*** Document text ***

A previous randomized trial on the subject of complementary feeding during infancy focused on infants from a low-resource country that were exclusively breastfed over a period of six months showed lower iron stores compared to breastfeeding infants receiving solid foods. The trial was a step in the right direction, but randomized trials of exclusive breastfeeding in high-income countries has been lacking.
A study in this month’s issue of Pediatrics attempted to tackle this issue, focusing on infants who receive complementary foods in a high-income country in addition to breast milk from four months of age. These infants had higher iron stores at six months compared with those exclusively breastfed for six months.
The study’s authors hypothesized that iron status would be better in infants who received complimentary foods in addition to breastfeeding as opposed to those exclusively breastfed.
One hundred and nineteen healthy term singleton infants were randomly assigned either complimentary nutrition or exclusive breastfeeding for six months for the trial. The authors found that, of the infants who completed the trial, those in the complementary foods trial had higher mean serum ferritin levels at six months, while no difference was found between the groups in iron deficiency anemia, iron deficiency, or iron depletion. Additionally, infants in both groups grew at the same pace.

*** End of Document text ***
*** Dataset entries ***

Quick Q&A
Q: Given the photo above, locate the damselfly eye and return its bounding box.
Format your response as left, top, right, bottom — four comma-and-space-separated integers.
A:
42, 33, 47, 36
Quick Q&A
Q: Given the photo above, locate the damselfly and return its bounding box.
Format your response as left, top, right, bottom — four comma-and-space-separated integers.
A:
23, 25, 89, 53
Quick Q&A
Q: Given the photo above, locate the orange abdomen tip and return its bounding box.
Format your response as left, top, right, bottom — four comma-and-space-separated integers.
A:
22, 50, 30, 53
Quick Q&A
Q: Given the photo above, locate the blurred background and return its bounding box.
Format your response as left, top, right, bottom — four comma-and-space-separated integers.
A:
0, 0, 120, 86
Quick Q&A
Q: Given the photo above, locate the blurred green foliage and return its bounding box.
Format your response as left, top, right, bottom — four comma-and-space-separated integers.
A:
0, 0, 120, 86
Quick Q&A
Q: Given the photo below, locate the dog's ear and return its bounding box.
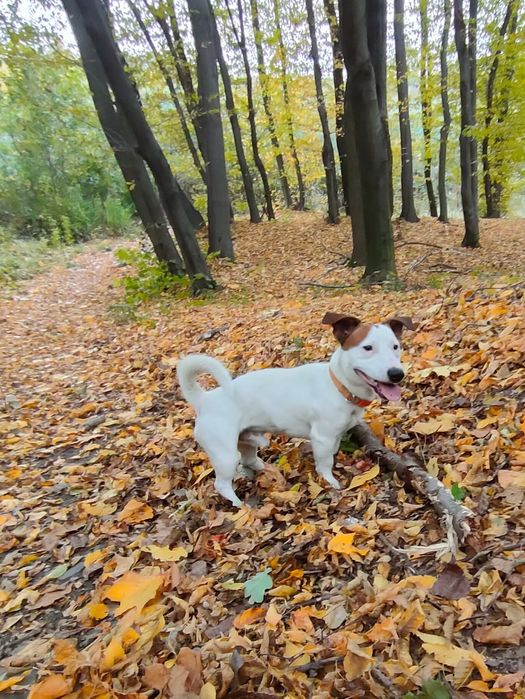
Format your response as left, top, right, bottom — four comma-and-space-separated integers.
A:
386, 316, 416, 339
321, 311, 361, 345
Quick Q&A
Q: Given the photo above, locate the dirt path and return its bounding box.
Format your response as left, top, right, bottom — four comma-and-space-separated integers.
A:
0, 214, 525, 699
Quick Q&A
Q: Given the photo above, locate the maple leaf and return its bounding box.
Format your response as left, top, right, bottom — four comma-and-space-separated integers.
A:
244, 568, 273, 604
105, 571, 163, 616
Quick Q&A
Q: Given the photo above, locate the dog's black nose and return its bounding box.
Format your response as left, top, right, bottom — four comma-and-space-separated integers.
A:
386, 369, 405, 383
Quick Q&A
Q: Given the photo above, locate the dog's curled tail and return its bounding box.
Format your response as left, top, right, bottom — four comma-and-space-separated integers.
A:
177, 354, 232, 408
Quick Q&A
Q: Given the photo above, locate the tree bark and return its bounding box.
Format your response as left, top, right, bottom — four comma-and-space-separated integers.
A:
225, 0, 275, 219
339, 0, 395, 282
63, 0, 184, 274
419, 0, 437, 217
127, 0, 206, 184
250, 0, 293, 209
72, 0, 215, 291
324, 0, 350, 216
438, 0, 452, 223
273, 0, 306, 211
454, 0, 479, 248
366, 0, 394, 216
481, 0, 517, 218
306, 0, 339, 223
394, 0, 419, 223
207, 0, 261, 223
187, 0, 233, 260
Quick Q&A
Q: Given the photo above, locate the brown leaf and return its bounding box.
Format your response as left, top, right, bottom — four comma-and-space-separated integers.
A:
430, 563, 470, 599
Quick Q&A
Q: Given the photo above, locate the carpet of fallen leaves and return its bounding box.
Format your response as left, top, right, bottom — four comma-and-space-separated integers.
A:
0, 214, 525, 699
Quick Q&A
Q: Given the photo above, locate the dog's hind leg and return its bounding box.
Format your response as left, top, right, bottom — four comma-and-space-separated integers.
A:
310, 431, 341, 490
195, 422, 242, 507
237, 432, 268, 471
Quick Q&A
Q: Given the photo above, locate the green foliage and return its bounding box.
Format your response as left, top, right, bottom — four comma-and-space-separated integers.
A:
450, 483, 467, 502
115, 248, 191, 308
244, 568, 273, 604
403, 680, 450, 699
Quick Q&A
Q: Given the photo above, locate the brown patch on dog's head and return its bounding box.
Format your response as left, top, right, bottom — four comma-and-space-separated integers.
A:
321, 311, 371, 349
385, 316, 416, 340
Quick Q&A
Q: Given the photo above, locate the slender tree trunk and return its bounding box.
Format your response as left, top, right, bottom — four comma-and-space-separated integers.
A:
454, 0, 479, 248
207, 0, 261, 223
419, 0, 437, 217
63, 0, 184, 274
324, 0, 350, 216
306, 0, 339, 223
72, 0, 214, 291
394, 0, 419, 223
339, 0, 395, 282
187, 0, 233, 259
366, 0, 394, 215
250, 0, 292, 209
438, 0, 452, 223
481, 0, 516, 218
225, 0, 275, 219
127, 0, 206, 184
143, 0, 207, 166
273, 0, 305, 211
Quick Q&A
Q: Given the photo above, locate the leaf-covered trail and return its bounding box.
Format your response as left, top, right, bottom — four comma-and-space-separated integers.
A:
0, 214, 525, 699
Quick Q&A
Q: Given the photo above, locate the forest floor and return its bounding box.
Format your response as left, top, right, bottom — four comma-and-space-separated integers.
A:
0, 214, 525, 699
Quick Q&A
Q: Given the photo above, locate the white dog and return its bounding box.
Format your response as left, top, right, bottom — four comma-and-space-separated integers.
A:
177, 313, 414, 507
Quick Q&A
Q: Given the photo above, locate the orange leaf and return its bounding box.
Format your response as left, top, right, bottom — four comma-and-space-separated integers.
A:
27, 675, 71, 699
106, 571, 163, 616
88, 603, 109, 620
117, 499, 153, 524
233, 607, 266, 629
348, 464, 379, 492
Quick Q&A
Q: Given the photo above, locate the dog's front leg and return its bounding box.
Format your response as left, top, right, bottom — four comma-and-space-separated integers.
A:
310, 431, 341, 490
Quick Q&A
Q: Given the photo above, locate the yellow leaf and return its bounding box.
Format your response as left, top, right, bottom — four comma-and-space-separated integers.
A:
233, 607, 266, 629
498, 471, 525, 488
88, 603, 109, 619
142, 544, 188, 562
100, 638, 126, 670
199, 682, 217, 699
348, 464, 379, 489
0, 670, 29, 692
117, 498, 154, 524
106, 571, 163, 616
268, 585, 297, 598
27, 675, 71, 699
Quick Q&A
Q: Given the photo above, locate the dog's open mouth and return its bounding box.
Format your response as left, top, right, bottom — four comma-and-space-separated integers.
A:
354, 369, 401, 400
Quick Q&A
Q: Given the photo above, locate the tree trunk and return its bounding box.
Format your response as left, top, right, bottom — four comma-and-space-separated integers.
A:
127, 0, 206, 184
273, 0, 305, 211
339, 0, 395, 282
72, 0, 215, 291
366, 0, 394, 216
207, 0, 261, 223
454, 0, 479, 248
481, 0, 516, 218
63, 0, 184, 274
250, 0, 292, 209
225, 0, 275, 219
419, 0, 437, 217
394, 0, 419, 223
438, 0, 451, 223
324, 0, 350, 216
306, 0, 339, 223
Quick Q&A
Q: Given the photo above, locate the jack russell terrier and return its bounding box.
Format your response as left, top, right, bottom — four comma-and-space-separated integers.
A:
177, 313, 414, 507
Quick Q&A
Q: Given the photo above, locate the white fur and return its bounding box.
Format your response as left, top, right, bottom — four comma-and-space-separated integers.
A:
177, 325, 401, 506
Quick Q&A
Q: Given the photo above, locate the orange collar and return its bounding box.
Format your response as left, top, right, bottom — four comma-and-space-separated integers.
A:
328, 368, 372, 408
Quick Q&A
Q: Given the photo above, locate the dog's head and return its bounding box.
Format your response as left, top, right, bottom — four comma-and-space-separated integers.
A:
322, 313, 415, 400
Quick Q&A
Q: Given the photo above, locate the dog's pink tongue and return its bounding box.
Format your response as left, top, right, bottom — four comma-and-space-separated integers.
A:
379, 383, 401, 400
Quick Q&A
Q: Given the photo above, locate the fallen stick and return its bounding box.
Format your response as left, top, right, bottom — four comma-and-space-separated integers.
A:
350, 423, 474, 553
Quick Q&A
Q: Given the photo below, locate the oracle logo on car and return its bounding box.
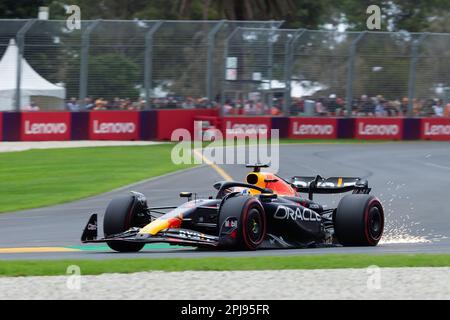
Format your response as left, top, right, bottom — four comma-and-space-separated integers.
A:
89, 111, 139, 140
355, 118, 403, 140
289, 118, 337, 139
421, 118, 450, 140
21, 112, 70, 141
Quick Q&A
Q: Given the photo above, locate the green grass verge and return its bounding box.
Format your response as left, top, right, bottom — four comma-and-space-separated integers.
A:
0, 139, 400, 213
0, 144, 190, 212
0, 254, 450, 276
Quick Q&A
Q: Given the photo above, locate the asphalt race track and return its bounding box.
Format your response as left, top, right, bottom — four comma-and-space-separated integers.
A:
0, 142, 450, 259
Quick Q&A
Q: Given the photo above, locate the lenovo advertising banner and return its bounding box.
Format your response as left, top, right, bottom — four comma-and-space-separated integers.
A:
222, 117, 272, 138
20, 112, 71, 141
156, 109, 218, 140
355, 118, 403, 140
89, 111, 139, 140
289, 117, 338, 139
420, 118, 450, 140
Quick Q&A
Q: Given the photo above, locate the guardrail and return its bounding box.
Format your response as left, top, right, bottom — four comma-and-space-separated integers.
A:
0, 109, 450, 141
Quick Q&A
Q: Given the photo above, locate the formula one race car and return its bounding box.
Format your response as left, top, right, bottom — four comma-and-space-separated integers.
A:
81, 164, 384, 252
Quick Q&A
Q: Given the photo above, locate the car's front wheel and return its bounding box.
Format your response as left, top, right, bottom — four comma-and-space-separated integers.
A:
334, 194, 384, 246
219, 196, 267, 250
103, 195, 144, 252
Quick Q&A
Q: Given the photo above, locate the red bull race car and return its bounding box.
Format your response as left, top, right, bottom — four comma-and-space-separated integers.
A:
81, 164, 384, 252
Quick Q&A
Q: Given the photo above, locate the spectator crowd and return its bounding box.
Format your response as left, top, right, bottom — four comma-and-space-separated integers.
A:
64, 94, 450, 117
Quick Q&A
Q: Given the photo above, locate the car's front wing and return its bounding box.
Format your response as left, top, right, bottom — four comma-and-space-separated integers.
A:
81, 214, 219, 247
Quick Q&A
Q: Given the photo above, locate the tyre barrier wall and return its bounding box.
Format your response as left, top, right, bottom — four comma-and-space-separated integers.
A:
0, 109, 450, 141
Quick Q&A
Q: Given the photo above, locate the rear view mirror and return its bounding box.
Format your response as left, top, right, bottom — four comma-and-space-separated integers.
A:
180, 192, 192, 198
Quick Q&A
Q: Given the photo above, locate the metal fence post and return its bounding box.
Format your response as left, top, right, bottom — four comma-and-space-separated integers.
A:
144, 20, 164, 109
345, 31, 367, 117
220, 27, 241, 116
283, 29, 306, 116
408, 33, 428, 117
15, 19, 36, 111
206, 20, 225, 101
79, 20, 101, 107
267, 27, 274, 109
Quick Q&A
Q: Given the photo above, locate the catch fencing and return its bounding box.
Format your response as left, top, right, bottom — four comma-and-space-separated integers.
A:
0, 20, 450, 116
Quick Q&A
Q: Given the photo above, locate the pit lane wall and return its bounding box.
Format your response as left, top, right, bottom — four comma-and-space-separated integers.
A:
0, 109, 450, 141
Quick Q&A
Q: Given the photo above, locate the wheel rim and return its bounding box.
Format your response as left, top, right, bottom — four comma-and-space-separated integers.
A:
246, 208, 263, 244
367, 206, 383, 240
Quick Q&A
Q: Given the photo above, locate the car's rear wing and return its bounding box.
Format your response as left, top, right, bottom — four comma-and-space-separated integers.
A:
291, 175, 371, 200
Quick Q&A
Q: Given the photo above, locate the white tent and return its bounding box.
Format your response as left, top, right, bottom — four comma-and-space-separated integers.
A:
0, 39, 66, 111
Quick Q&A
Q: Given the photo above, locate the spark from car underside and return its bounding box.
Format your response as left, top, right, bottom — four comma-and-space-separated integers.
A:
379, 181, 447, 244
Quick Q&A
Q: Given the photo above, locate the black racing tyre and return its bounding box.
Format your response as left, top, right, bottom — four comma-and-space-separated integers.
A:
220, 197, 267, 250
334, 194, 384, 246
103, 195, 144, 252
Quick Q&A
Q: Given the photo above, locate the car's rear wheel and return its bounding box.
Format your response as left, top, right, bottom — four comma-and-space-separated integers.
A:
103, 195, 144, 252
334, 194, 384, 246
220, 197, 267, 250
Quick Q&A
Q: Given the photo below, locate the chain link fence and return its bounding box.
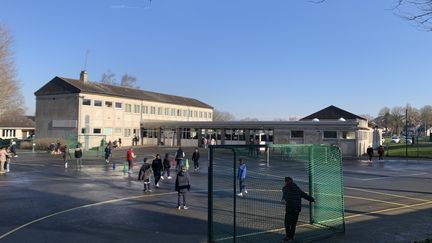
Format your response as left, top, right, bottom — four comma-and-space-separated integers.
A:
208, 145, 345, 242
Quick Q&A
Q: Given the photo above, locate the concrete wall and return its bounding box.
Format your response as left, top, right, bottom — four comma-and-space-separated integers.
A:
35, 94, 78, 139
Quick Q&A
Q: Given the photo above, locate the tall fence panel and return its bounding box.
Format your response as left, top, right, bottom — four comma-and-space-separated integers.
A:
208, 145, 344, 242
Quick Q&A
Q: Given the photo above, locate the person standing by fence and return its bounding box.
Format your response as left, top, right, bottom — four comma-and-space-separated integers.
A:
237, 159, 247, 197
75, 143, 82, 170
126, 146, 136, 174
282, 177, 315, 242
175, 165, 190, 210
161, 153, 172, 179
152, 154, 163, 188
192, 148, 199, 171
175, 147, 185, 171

*** End of Dataset entries ***

• **Work to be completed**
Please carry on the article on infant feeding and iron status, starting right after its final sentence. The entries are separate material, unrelated to the article on infant feeding and iron status.

• **Output of the exercise**
The results show that even in a high-income country, adding small amounts of complementary foods in addition to breastfeeding an infant from four months of age doesn’t affect the growth rate between 4 and 6-months, but it does have a small and positive effect on iron status at six months. The authors admit:
“In this study, conducted in an urban setting in a high-income country, the biological signiﬁcance of the higher SF levels among those infants who began complementary feeding at 4 months of age remains to be determined.”